That sowed the seeds for the Coexistence Program at the Haifa Tennis Center. Eventually, the program would reach 14 other tennis centers in Israel. Fahoum and some of his nationally ranked teammates traveled to the U.S. for fundraisers to support the program. When he was 9, he took a trip to Boca Raton with a group of teammates, most of whom were Jewish.
"A donor decided to host an event at his house, and that took place Friday afternoon," Fahoum says. "And after we all talked about the programs, he was planning on having a Kabbalat Shabbat."
That’s a Jewish ceremony to welcome the Sabbath. It culminates with the blessings over wine, or "Kiddush."
"The donor is looking at us and asking us, 'Would anyone on the team like to do Kiddush?' " he says. "Now everyone looks at one another, asks, 'Do you know how to do Kiddush?' 'I don’t know how to do Kiddush.' 'Do you know?' 'No, I don’t know.' "
But Fahoum did. He had learned it in grade school.
"I raised my hand, and I say, 'I’ll do it.' Then you see all these eyes turning to me — 'What? This 9-year-old Arab-Muslim Israeli is going to do Kiddush?' " Fahoum says. "So here I am, grabbing the microphone and completely owning the Kiddush, doing it from start to finish with no mistakes. People were ecstatic. They were laughing about it. They loved it."
But that sort of mutual respect wasn’t always easy to come by. One day, when Nadine was in ninth grade, she was walking with her friends outside their school in Haifa.

TASK REQUIREMENTS
Reproduce the passage about the Coexistence Program at the Haifa Tennis Center word for word, from its first sentence to its last.

Location identification entries:
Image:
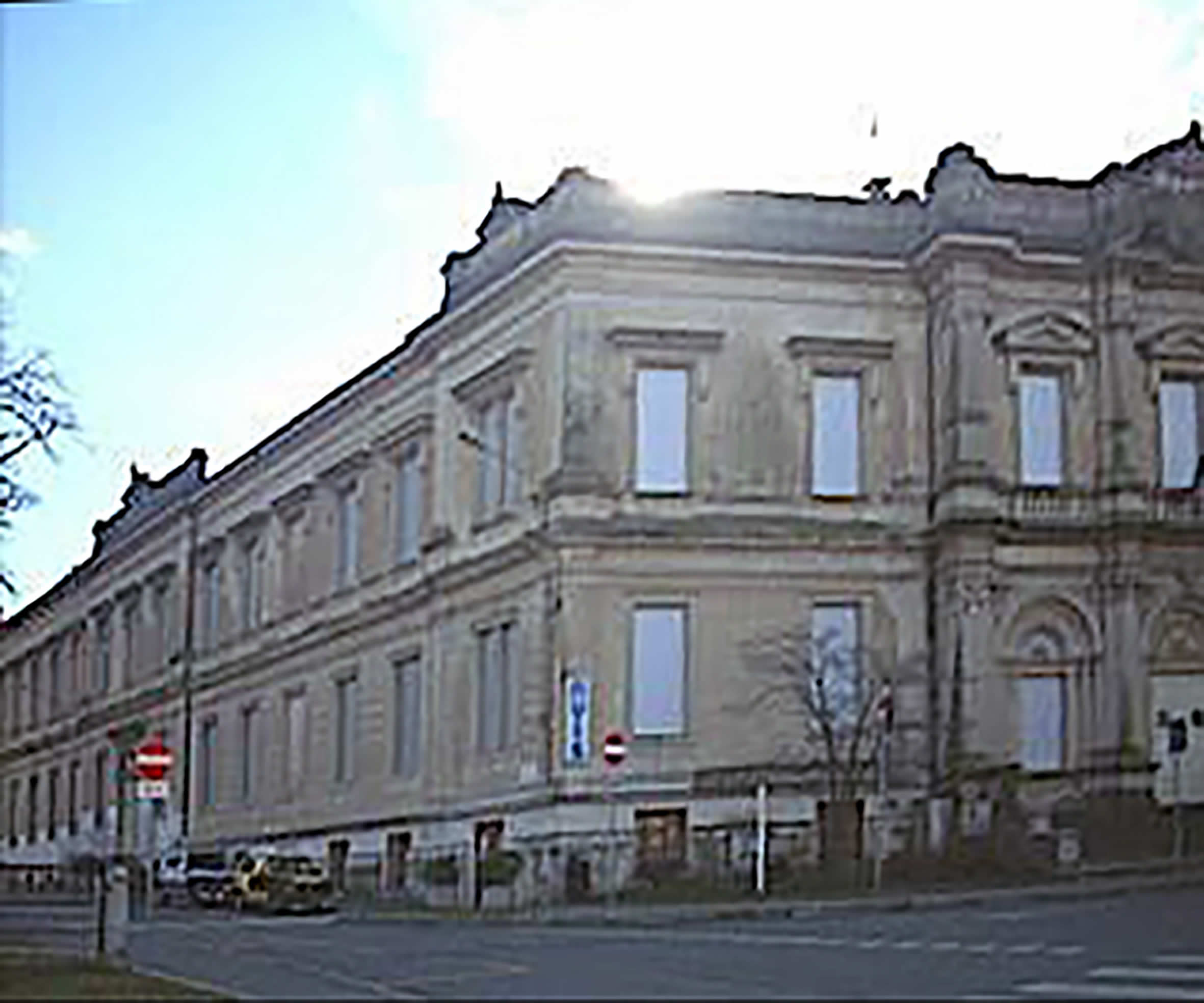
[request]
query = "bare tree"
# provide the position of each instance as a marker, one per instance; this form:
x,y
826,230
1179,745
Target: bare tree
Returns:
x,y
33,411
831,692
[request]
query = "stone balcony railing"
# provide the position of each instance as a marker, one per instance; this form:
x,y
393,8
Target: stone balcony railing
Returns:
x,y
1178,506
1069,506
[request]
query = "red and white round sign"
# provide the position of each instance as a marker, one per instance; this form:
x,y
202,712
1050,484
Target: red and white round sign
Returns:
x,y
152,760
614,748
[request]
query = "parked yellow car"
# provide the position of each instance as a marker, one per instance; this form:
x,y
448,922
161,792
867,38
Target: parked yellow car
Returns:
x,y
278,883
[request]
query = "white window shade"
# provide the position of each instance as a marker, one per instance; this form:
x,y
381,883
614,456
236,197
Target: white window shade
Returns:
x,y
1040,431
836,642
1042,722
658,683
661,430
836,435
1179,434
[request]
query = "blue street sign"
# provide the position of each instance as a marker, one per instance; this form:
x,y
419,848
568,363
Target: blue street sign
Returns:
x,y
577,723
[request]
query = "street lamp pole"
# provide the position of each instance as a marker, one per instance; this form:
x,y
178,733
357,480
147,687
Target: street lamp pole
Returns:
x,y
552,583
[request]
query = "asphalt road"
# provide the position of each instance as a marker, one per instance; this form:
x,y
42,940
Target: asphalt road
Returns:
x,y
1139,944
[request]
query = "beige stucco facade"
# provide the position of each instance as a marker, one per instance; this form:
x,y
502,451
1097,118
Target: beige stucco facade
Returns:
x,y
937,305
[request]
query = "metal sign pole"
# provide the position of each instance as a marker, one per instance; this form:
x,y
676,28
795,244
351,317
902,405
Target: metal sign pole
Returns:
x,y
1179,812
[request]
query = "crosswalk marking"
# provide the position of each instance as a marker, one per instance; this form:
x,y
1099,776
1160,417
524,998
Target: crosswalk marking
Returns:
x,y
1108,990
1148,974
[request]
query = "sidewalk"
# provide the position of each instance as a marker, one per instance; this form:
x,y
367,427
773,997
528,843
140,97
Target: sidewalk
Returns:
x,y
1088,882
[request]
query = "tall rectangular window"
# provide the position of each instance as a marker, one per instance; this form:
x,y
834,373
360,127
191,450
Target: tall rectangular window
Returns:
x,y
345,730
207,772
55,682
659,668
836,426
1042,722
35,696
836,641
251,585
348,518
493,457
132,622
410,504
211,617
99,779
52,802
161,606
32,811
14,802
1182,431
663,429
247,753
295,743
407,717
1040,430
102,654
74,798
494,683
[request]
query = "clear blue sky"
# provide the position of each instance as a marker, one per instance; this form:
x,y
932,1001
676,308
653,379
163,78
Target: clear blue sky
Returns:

CORRECT RESPONSE
That sowed the seeds for the Coexistence Program at the Haifa Tennis Center. Eventually, the program would reach 14 other tennis centers in Israel. Fahoum and some of his nationally ranked teammates traveled to the U.S. for fundraisers to support the program. When he was 9, he took a trip to Boca Raton with a group of teammates, most of whom were Jewish.
"A donor decided to host an event at his house, and that took place Friday afternoon," Fahoum says. "And after we all talked about the programs, he was planning on having a Kabbalat Shabbat."
That’s a Jewish ceremony to welcome the Sabbath. It culminates with the blessings over wine, or "Kiddush."
"The donor is looking at us and asking us, 'Would anyone on the team like to do Kiddush?' " he says. "Now everyone looks at one another, asks, 'Do you know how to do Kiddush?' 'I don’t know how to do Kiddush.' 'Do you know?' 'No, I don’t know.' "
But Fahoum did. He had learned it in grade school.
"I raised my hand, and I say, 'I’ll do it.' Then you see all these eyes turning to me — 'What? This 9-year-old Arab-Muslim Israeli is going to do Kiddush?' " Fahoum says. "So here I am, grabbing the microphone and completely owning the Kiddush, doing it from start to finish with no mistakes. People were ecstatic. They were laughing about it. They loved it."
But that sort of mutual respect wasn’t always easy to come by. One day, when Nadine was in ninth grade, she was walking with her friends outside their school in Haifa.